● **Kaynak belge**
_ _ _ _
Mustafa K. Erdemol

Mustafa K. Erdemol

HTŞ ile İsrail aynı anda vuruyor. Suriye’ye karşı “kirli ittifak”

Klasik bir söylemdir biliyorum ama tam da şimdi söylenmeli: Zamanlama çok ilginç. Çarşamba günü, hem Türkiye’nin hem de ABD’nin “terörist” ilan ettiği, El Kaide’nin eski Suriye kolu Hey’et Tahrir el Şam (HTŞ) liderliğindeki muhalif güçlerin Halep’in kuzeybatısındaki bir düzine kasabayla köyü ele geçirdikleri saldırı zamanlaması “çok iyi” belirlenmiş bir gelişme.

Muhalif güçlerin hükümet güçlerini hazırlıksız yakaladıkları doğru olmakla beraber saldırıyı kolaylaştıran başka etkenler de var. Bunların başında bölgeyi de etkileyen uluslararası ortam geliyor. Eylül’den bu yana savaşan İsrail ile Hizbullah’ın, ateşkes ilan ettikleri gün gerçekleşti HTŞ saldırısı. Buna ek olarak Lübnan’da “ateşkes” sağlayan İsrail Suriye’de Hizbullah ile İran bağlantılı hedeflere yönelik saldırılarını arttırdı. Rusya’nın da tüm dikkatini Ukrayna savaşına verdiği düşünülürse bunun da HTŞ saldırılarının önünü açan bir avantaj olduğu anlaşılır.
_ _ _ _
● **Yapılacak işler**
(1) Suriye yazısına göre, hükümet güçlerinin hazırlıksız yakalanması dışında HTŞ saldırısını hangi etkenler kolaylaştırdı? Bir ila üç cümleyle açıklar mısın?
(2) Suriye yazısını kaldığı yerden sürdürür müsün?
Girdiler, Suriye yazısından farklı bir kaynaktan alınmıştır.

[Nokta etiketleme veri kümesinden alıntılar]
_ _ _ _
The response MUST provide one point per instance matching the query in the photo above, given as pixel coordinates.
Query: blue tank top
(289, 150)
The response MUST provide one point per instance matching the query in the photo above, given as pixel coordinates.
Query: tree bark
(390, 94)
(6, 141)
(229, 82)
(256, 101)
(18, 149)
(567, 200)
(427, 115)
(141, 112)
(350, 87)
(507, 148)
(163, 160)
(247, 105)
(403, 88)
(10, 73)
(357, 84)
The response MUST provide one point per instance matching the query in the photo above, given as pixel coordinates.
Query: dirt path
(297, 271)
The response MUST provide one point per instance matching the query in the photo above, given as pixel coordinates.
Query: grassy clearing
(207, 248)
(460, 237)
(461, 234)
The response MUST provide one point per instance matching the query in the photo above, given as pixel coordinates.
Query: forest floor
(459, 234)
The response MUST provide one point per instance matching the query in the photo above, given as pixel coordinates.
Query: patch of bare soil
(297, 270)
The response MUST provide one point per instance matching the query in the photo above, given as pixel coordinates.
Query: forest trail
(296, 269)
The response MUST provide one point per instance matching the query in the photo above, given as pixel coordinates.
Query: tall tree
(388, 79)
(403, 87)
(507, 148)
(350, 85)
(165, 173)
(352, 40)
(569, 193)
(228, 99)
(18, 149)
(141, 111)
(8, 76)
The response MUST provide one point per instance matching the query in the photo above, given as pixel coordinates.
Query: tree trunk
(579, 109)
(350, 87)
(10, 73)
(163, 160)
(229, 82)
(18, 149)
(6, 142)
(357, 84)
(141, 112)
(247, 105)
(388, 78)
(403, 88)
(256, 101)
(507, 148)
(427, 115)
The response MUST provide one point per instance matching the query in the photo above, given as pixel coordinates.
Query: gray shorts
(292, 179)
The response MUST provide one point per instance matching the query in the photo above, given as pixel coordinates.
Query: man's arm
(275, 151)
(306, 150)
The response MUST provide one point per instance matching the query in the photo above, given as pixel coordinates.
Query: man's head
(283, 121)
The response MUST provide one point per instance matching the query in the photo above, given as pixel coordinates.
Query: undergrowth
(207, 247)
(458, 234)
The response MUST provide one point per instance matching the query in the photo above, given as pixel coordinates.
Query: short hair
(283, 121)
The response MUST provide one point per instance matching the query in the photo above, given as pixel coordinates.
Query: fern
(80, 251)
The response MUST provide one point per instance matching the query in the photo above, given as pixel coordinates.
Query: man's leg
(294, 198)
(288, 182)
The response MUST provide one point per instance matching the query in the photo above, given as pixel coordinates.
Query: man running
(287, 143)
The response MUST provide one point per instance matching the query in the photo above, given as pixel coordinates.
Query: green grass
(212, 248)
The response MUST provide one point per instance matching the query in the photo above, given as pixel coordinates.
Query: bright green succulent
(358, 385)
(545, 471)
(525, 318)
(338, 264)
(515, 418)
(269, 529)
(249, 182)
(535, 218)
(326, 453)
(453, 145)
_ _ _ _
● **Cevaplar**
(1) Saldırı, Eylül'den beri savaşan İsrail ile Hizbullah'ın ateşkes ilan ettiği gün gerçekleşti. Lübnan'da ateşkes sağlayan İsrail, Suriye'de Hizbullah ve İran bağlantılı hedeflere saldırılarını arttırdı. Rusya'nın tüm dikkatini Ukrayna savaşına vermesi de HTŞ'nin önünü açan bir avantaj oldu.

(2)
HTŞ saldırısında ilk kez karşılaştığımız “yenilikler” var. Daha önce sahip olmadıkları insansız hava araçları kullandılar örneğin. Yayınladıkları videolarda görülüyor. Bunları nereden temin ettikleri konusu ise net değil. ABD ile Türkiye dışı pazarlardan elde ettikleri konusunda iddialar mevcut.

Saldırının başladığı haberleri geldiği andan itibaren özellikle Al Jazeera’daki yorumcuları dinliyorum. Birçoğu HTŞ liderliğindeki muhalif güçlerin Suriye'nin kuzey batısını geçmesini beklemiyor. İdlip ile Halep’i kontrol altında tutmak istediklerini, mevcut bölgeleri kendilerine bağlayıp yönetmeyi planladıklarını söylüyor çoğu.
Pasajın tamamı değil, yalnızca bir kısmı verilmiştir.